## Task
Rewrite the listing below from its first line up to and including the line with "[464,310,478,343]", swapping each "Examine" for "Inspect" and leaving everything else unchanged.

## Data for this exercise
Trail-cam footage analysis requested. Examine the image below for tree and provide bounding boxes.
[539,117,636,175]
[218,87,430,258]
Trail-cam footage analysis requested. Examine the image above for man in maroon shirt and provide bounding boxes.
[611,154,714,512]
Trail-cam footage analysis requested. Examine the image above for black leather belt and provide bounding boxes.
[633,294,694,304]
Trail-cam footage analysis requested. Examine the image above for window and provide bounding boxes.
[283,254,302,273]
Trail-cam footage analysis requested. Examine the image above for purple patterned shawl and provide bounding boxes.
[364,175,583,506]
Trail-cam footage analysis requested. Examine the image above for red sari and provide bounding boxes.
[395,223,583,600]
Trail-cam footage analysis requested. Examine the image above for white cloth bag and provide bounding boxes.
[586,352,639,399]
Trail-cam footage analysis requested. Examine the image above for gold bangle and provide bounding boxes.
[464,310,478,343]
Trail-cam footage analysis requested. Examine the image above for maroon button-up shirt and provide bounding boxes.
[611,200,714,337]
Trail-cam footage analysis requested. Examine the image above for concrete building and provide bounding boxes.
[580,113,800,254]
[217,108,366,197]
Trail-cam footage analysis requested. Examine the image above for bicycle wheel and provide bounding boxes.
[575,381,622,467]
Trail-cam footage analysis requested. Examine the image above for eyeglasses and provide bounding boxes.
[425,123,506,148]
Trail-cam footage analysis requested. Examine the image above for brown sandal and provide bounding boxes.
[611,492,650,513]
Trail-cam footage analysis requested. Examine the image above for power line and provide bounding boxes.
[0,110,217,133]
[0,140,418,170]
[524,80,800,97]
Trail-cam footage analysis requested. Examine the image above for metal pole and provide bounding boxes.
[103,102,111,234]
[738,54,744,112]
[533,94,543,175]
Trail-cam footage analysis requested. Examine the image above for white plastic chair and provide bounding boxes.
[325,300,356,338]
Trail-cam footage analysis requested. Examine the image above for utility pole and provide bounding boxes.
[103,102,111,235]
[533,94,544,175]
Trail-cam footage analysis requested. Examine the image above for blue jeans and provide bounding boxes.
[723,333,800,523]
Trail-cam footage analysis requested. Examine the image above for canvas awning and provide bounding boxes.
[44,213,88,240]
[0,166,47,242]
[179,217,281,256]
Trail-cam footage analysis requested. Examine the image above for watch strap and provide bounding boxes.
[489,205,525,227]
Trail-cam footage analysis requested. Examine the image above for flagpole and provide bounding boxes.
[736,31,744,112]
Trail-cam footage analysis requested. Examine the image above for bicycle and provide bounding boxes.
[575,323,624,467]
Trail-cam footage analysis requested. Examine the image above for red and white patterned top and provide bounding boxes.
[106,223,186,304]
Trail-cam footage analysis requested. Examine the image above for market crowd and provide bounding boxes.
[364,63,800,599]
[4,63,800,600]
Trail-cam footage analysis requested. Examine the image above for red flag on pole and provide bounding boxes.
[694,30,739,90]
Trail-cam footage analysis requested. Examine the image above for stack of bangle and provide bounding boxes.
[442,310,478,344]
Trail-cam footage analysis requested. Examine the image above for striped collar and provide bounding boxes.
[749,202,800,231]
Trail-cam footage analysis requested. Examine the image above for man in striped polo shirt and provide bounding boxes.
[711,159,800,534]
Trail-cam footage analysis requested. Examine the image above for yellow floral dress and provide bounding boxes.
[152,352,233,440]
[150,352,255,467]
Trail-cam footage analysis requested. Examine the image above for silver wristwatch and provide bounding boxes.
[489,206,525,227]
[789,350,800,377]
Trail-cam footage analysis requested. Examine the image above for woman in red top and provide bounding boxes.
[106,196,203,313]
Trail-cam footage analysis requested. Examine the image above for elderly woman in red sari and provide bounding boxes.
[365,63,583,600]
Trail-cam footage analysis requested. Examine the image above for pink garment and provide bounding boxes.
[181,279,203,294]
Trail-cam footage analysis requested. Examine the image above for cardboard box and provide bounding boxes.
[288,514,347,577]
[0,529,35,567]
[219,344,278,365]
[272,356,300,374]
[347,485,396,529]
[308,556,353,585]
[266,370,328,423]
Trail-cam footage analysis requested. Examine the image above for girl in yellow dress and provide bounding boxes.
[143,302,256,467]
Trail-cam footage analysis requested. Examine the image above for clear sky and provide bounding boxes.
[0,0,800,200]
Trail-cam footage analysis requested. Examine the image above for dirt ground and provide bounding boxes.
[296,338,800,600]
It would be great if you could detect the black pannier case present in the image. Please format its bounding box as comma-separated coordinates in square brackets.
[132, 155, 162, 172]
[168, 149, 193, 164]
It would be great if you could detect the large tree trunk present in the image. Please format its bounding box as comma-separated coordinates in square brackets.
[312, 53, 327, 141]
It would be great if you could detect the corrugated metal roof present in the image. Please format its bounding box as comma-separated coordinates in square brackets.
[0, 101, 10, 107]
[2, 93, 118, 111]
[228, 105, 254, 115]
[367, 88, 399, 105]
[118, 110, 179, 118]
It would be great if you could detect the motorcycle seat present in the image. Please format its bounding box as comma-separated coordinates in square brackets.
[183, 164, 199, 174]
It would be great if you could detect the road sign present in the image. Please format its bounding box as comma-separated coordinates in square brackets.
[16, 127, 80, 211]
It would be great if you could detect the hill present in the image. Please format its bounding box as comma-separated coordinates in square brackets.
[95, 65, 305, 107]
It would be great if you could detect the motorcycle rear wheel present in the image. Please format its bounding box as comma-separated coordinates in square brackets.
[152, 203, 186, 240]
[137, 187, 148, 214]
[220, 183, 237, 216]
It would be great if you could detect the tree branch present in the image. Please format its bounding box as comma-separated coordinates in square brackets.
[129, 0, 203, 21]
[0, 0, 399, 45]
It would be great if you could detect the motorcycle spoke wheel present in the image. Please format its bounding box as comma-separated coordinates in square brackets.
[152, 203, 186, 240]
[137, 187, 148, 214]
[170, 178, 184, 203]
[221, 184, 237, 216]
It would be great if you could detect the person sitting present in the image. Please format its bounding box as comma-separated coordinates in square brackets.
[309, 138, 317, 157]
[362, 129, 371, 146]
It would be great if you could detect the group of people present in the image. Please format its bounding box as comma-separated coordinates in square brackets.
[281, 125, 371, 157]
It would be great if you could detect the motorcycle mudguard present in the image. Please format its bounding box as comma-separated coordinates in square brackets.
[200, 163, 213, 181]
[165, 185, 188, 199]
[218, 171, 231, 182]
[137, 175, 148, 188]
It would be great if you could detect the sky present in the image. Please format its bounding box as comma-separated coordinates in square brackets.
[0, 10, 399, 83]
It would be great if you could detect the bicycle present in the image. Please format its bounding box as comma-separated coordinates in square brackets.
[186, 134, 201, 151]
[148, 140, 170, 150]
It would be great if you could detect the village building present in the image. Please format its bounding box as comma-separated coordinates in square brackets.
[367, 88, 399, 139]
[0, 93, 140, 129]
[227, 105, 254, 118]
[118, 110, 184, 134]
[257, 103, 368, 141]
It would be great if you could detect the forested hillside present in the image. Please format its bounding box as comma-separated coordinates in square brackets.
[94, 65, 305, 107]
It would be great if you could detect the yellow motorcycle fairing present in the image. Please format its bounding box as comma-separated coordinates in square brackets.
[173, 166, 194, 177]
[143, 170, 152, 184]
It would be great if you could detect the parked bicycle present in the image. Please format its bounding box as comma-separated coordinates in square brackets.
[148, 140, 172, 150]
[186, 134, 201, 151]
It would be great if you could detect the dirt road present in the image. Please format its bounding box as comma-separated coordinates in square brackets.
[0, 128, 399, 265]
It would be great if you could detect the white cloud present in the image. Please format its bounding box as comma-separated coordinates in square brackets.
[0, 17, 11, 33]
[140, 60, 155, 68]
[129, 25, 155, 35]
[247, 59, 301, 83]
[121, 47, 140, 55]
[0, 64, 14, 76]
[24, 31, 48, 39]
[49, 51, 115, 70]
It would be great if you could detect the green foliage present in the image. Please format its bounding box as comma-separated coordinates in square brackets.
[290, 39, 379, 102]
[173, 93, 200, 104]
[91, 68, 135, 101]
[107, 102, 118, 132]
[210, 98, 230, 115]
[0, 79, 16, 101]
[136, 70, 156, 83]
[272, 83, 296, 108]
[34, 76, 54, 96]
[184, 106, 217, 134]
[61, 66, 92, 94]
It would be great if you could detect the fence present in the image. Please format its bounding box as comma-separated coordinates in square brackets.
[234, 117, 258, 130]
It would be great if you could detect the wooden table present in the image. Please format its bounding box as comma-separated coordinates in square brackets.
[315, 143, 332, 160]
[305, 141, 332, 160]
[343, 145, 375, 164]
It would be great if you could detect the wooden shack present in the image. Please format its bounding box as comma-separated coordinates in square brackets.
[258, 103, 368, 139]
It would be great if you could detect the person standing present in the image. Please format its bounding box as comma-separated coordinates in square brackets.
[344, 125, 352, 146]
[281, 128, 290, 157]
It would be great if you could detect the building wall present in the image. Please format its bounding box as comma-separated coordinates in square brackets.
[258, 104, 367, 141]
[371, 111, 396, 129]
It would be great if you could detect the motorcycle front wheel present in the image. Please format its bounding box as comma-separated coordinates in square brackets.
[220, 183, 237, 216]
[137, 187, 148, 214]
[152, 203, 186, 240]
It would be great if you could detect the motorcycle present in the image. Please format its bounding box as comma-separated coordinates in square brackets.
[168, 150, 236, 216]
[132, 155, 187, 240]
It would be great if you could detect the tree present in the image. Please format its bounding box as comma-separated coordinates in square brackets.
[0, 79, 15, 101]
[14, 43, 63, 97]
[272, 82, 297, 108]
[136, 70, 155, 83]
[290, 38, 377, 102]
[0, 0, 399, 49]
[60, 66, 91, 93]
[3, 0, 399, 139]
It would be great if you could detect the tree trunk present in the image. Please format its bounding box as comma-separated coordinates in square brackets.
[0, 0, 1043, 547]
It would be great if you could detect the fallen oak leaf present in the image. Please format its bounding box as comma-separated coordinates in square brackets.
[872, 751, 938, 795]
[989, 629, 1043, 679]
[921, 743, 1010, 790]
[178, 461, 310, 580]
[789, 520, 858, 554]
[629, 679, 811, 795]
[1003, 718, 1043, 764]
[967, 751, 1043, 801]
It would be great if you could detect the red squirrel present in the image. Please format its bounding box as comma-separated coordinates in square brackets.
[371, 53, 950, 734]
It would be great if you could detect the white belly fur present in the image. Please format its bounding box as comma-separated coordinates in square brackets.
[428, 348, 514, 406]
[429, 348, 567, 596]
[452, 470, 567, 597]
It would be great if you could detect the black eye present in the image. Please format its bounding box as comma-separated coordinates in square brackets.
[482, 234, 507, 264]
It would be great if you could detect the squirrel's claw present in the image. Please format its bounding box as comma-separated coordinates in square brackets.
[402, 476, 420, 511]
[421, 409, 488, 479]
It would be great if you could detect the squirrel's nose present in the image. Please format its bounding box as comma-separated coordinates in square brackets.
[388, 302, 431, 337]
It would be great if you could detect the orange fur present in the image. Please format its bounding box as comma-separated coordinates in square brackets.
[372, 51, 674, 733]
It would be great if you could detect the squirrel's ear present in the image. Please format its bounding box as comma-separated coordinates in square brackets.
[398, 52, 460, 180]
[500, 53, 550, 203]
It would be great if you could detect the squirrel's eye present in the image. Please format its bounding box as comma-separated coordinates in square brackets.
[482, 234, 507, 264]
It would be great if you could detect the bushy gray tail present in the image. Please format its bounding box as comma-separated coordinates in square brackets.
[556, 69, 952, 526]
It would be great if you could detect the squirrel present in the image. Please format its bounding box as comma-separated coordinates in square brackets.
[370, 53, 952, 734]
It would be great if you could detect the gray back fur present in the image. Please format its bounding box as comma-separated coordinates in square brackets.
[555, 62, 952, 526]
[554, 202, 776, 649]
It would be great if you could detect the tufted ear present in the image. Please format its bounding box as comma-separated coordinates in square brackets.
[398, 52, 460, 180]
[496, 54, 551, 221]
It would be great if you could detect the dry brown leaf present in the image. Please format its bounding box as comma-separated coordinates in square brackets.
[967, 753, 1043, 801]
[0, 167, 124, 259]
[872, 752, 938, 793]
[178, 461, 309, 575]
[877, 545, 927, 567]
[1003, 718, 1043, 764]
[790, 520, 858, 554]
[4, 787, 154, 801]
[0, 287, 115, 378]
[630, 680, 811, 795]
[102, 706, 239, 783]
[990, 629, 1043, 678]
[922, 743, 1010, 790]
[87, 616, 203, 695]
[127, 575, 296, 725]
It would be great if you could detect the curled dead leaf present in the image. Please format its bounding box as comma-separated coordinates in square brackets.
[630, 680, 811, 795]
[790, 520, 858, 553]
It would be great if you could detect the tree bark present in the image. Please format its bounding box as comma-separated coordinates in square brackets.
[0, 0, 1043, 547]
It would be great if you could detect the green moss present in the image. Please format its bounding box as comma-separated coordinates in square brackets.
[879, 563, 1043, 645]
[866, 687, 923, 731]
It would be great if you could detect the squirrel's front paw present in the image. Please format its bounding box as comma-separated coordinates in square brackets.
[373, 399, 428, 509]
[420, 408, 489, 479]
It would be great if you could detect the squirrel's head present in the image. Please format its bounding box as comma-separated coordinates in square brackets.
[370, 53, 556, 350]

## Task answer
Trail-cam footage analysis requested. Inspect the image below for tree and provide bounding boxes.
[539,117,636,175]
[218,87,430,258]
Trail-cam footage analysis requested. Inspect the image above for man in maroon shirt and provide bounding boxes.
[611,154,714,512]
Trail-cam footage analysis requested. Inspect the image above for black leather belt and provide bounding boxes.
[633,294,694,304]
Trail-cam footage analysis requested. Inspect the image above for window and provide bounding boxes.
[283,254,302,273]
Trail-cam footage analysis requested. Inspect the image above for purple patterned shawl and provide bounding boxes.
[364,175,583,506]
Trail-cam footage analysis requested. Inspect the image above for red sari and provide bounding boxes.
[395,223,583,600]
Trail-cam footage analysis requested. Inspect the image above for white cloth bag and provide bounding boxes.
[586,352,639,399]
Trail-cam footage analysis requested. Inspect the image above for gold bangle and provide bounding boxes.
[464,310,478,343]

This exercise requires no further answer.